+++ Records to use

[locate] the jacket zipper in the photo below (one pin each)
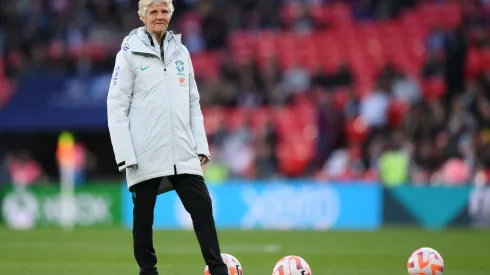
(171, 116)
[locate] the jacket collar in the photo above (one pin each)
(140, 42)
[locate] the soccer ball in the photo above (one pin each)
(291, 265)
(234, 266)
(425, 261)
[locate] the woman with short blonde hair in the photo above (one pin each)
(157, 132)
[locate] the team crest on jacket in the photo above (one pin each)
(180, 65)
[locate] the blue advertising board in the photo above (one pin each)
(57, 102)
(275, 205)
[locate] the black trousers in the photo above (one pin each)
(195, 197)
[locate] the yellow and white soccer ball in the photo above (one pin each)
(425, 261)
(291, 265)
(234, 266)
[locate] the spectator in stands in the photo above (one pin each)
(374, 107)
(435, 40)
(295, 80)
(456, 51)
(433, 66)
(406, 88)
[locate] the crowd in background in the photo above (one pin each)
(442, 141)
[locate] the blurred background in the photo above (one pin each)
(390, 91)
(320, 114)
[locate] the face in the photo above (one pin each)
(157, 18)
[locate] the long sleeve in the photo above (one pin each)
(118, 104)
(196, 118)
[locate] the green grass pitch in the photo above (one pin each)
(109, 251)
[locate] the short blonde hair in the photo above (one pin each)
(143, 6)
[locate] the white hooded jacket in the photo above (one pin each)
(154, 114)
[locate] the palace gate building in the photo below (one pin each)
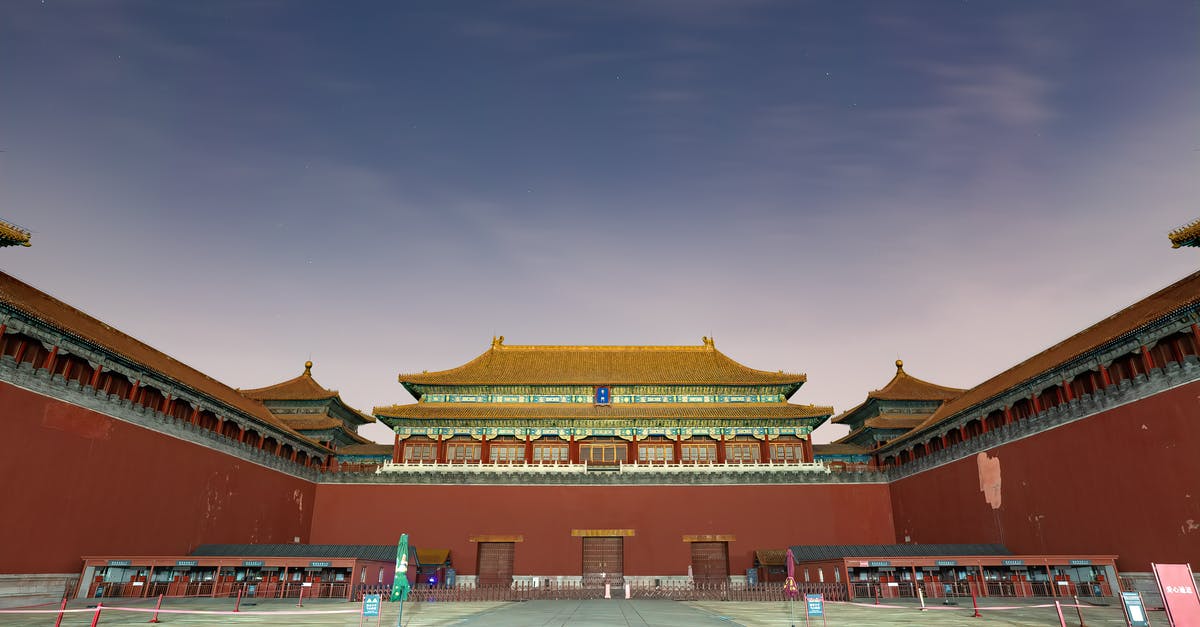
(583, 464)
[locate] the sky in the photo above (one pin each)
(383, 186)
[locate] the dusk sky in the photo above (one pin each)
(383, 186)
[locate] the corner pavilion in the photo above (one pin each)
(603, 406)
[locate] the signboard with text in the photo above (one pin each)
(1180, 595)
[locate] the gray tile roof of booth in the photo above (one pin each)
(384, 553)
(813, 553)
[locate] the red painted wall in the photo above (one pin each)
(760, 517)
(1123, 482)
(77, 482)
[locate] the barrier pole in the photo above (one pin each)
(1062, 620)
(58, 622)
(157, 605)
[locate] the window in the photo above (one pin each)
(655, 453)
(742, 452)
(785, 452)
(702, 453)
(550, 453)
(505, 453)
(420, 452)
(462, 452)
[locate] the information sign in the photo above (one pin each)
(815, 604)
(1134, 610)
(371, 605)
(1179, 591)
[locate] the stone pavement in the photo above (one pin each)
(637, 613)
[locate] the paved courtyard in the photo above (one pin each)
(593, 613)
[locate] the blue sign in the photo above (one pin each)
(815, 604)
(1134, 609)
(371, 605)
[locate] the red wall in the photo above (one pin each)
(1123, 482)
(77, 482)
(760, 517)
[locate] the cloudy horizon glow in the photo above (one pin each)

++++++

> Directions for this task:
Copy the records above exactly, omitting every picture.

> Exercise answer:
[locate] the jacket zipper in the photo below (one pin each)
(171, 116)
[locate] the jacket collar in the photo above (one pin each)
(140, 42)
[locate] the soccer ball in the photo above (one pin each)
(291, 265)
(234, 266)
(425, 261)
[locate] the woman with short blonde hair in the photo above (one pin each)
(157, 132)
[locate] the team crest on jacket in the photo above (one pin each)
(180, 65)
[locate] the blue advertising board in the photo above (one pin each)
(57, 102)
(275, 205)
[locate] the black trousers in the photo above (one pin each)
(195, 197)
[locate] the yellow and white soccer ball in the photo above (one pin each)
(425, 261)
(291, 265)
(234, 266)
[locate] the spectator in stands in the photo above (one pin each)
(374, 107)
(435, 40)
(295, 80)
(456, 51)
(433, 66)
(406, 88)
[locate] the crowd in background in the photo above (one pin each)
(442, 141)
[locate] the blurred background in the photo above (one pin each)
(390, 91)
(320, 114)
[locate] the face in the photo above (one pin each)
(157, 18)
[locate] the long sleeve in the photo above (one pin each)
(118, 104)
(196, 118)
[locate] the green grass pitch in the photo above (one pin each)
(109, 251)
[locate] the short blonde hair in the photo above (one pin each)
(143, 6)
[locate] the white hooded jacket in the photo above (one pin each)
(154, 114)
[locate] the palace gate building in the photo below (one pin each)
(583, 464)
[locate] the sky in the photo above (one pin each)
(383, 186)
[locate] the dusk sky in the photo above (one pin each)
(383, 186)
[locate] the corner pavilion in the photo above (one pin each)
(603, 406)
[locate] the signboard with text in the photo above (one pin each)
(1180, 595)
[locate] the gray tile roof of booth in the photo above (one pin each)
(384, 553)
(813, 553)
[locate] the red painted wall in the photo above (one pin each)
(760, 517)
(1123, 482)
(77, 482)
[locate] the barrier pole in the photo above (one pin each)
(1062, 620)
(58, 622)
(157, 605)
[locate] the window in the photo above (one pin each)
(655, 453)
(742, 452)
(785, 452)
(702, 453)
(550, 453)
(505, 453)
(420, 452)
(462, 452)
[locate] the information sign in the photo above (one pin each)
(815, 604)
(1134, 610)
(371, 605)
(1179, 591)
[locate] the stone pavement in the photo above (one pin each)
(637, 613)
[locate] the paved courtyard in the photo above (one pin each)
(593, 613)
[locate] the blue sign in the photo above (one pin each)
(815, 604)
(1134, 609)
(371, 605)
[locate] the red wall in the photo above (one pin each)
(1123, 482)
(77, 482)
(760, 517)
[locate] the cloudy horizon glow in the photo above (one pin each)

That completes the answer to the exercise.